(RECORDS FOR THE TASK begins)

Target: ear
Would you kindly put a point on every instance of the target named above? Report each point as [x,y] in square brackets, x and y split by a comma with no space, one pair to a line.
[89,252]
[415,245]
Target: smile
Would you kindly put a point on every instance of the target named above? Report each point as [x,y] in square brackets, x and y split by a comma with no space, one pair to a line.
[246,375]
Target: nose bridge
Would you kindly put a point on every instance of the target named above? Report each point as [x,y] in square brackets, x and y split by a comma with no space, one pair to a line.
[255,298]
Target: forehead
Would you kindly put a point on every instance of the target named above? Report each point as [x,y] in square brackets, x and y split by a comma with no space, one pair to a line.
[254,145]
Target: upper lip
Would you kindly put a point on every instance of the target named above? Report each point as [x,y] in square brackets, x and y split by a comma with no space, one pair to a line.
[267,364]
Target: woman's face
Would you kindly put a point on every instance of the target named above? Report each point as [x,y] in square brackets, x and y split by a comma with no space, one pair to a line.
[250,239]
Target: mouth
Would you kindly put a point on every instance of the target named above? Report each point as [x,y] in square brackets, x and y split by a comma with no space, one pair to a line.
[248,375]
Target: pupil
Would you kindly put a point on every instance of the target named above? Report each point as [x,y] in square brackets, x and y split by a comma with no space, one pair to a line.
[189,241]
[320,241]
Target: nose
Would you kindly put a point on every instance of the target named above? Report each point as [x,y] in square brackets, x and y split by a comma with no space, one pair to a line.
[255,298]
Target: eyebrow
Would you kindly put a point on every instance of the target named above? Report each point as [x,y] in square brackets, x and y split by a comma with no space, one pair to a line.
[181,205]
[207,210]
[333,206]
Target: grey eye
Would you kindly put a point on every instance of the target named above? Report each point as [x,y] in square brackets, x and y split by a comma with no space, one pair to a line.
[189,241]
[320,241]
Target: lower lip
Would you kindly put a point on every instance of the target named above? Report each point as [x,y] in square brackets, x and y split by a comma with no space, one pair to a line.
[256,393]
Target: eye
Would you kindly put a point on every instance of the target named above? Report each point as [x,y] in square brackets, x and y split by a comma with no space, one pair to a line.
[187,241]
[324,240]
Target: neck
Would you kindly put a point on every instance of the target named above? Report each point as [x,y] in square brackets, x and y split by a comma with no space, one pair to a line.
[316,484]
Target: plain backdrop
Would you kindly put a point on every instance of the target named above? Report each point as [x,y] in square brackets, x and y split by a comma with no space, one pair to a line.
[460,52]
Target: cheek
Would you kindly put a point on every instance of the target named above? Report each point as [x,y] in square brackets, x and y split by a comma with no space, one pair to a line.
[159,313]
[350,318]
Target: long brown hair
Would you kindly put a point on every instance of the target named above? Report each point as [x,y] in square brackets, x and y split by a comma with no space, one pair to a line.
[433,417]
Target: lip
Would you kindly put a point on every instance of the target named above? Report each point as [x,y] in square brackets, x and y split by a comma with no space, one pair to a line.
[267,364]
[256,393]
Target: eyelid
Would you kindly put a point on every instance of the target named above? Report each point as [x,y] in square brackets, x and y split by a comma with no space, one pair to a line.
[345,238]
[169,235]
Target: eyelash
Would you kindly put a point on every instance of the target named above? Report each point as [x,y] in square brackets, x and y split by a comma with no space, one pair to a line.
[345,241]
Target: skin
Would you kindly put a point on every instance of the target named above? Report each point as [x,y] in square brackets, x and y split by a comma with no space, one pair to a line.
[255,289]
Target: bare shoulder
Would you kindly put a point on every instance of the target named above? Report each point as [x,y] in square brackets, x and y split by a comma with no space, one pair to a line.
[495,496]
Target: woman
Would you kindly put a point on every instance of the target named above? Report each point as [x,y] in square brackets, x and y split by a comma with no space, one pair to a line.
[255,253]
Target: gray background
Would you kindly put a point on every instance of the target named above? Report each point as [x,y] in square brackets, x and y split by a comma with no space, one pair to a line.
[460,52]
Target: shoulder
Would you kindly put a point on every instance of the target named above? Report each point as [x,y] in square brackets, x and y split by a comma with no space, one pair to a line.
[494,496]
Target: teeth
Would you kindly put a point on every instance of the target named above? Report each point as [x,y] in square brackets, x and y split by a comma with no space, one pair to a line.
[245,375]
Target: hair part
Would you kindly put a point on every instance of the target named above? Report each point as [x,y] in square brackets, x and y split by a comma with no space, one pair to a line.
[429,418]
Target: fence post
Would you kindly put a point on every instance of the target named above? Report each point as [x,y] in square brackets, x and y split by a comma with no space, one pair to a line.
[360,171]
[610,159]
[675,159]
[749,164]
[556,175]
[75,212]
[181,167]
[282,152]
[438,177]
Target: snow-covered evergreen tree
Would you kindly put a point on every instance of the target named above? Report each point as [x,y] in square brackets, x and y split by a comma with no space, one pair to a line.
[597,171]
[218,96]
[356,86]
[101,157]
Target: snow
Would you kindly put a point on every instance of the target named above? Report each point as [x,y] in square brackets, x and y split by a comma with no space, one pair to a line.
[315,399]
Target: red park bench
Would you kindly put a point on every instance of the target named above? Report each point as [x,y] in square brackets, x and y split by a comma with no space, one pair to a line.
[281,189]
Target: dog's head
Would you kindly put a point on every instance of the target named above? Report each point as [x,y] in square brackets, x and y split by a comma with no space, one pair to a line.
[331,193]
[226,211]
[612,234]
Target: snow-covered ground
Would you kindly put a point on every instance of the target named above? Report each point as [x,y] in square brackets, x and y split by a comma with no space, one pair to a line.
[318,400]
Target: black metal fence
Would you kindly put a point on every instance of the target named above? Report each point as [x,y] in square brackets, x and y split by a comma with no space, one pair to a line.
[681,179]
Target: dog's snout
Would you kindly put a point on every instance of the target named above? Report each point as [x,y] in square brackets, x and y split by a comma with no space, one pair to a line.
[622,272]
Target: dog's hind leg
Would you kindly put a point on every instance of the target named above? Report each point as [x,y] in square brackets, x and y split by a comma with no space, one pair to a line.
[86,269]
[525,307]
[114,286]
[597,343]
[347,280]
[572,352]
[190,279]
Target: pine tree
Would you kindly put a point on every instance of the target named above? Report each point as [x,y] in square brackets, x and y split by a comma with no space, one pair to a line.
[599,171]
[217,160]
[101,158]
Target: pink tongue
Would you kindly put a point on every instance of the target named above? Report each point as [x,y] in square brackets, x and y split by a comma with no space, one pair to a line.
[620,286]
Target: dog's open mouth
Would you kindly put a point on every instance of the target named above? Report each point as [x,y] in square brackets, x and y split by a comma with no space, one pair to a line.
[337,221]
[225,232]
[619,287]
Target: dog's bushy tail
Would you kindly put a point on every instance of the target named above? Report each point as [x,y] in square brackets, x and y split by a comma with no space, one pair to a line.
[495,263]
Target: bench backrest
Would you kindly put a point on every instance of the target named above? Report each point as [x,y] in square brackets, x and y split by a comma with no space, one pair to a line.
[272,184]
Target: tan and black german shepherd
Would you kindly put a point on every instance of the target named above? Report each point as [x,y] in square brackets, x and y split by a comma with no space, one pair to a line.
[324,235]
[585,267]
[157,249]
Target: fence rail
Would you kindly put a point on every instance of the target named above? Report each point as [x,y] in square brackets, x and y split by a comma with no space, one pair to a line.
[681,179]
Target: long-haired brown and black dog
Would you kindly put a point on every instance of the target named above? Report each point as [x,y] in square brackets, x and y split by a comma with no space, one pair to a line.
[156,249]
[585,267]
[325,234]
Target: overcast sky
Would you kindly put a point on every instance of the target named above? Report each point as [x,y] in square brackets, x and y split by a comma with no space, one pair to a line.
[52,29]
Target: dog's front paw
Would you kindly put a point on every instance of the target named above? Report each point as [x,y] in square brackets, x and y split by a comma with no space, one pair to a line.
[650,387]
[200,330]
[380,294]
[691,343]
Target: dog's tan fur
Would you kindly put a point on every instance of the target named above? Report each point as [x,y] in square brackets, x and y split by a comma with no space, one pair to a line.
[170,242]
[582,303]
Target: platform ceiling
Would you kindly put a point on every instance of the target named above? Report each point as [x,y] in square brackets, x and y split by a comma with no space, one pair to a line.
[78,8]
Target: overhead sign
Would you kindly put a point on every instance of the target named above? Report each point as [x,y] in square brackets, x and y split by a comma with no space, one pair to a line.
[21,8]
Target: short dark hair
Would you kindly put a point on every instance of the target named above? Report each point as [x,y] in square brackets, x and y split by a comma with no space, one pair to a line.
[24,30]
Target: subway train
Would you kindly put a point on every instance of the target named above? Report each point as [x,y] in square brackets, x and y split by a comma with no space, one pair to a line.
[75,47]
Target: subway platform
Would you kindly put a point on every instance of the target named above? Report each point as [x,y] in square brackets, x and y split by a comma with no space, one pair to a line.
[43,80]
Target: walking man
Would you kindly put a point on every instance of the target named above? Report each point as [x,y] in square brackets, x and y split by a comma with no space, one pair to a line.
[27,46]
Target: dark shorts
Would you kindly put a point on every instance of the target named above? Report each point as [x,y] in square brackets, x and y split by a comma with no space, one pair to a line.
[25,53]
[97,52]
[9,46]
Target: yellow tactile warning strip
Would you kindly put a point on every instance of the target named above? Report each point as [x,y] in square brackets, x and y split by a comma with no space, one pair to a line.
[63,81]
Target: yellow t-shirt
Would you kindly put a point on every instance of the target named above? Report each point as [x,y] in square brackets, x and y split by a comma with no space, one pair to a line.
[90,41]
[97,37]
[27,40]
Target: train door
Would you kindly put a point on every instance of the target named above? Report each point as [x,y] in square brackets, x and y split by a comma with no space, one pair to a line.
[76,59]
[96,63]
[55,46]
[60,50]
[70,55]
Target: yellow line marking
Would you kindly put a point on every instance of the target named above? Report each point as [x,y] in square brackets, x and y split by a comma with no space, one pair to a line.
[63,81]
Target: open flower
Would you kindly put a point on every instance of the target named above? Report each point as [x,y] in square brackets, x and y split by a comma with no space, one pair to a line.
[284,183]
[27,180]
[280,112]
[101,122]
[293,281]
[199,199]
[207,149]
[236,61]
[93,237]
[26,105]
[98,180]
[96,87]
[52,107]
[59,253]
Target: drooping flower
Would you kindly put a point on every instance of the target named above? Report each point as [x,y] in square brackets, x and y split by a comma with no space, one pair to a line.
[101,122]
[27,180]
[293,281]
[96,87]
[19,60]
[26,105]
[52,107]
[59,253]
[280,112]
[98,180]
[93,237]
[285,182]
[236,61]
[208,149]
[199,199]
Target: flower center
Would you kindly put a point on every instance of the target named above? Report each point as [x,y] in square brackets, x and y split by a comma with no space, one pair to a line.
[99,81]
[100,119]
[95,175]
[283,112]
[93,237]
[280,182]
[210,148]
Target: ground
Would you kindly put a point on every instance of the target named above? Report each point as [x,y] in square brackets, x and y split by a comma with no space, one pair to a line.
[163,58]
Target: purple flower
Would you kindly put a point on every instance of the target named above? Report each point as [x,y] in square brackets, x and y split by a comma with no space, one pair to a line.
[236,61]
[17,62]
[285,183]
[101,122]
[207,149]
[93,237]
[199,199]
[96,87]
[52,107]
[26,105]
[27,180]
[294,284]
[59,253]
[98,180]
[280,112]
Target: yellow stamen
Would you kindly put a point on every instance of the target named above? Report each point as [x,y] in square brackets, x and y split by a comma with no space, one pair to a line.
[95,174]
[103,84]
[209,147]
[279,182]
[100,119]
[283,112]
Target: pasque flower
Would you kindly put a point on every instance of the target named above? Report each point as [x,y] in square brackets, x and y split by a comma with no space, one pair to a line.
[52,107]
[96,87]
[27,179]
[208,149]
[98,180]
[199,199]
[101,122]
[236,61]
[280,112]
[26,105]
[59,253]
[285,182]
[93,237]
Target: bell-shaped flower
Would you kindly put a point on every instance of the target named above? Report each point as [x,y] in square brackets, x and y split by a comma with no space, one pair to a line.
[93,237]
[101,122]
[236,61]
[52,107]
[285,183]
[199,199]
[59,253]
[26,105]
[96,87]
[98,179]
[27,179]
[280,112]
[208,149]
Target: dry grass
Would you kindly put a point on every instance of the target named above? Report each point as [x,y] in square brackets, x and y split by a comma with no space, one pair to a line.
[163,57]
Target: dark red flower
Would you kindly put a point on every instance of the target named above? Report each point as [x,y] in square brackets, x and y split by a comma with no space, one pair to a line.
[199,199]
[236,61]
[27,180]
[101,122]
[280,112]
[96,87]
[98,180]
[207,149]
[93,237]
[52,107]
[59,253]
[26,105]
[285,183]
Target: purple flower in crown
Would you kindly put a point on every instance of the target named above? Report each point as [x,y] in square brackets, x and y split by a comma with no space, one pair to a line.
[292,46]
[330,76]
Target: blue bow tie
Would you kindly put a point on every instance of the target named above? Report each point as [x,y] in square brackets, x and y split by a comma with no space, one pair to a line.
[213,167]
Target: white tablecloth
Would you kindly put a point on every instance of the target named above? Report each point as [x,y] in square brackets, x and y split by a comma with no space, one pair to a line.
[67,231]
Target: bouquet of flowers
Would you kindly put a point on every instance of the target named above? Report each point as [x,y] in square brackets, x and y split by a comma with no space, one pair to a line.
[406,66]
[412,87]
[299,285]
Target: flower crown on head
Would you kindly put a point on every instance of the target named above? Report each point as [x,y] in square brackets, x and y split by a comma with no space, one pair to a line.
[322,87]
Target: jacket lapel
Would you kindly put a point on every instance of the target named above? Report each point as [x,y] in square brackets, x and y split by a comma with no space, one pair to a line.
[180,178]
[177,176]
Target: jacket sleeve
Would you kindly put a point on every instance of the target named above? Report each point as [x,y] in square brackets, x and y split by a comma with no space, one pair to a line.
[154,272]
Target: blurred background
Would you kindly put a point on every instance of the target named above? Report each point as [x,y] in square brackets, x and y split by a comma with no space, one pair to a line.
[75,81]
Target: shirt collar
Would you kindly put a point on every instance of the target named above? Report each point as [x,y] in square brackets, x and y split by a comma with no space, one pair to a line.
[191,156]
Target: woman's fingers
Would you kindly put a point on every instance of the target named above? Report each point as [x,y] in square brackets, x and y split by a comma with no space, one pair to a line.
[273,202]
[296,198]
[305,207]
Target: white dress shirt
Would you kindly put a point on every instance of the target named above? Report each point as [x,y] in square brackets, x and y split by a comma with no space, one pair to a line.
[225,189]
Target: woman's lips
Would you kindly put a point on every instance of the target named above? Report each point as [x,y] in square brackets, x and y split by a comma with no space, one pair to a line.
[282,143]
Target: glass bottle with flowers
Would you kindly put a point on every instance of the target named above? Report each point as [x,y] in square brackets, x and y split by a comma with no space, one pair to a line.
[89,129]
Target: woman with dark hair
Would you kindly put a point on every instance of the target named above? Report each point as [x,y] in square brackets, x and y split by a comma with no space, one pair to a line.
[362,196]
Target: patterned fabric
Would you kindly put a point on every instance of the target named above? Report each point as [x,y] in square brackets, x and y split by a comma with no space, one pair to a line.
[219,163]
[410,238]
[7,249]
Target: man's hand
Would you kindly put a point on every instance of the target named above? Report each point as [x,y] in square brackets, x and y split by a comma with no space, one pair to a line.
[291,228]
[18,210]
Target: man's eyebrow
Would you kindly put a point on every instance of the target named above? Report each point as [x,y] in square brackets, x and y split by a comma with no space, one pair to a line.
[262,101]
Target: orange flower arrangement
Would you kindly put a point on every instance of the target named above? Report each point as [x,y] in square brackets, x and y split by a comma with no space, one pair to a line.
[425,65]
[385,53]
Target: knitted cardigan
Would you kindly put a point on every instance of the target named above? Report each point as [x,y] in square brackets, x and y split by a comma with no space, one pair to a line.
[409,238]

(RECORDS FOR THE TASK ends)

WORK REQUIRED —
Only those lines of the entries above that run from the line containing "Target: forehead" to the line containing "Target: pupil", both included, should be transcribed exactly.

RESPONSE BOX —
Target: forehead
Would you kindly put a point on every instance of the target named above? Report each point as [x,y] in square brackets, x and y split by a comma with no space, one pair to a line.
[254,145]
Target: upper lip
Would you kindly put a point on every instance of the target named above? Report each point as [x,y] in square brackets, x and y split by a comma with no space, one pair to a line.
[267,364]
Target: woman's face
Would you kindly put a point on every instance of the target named above? Report each point as [x,y] in square brackets, x and y split by a comma with no space, one pair to a line.
[250,239]
Target: mouth
Would you kindly put a point on every instance of the target named above? Report each point as [x,y] in square brackets, x and y split by a comma with no space, one pair to a line.
[248,375]
Target: pupil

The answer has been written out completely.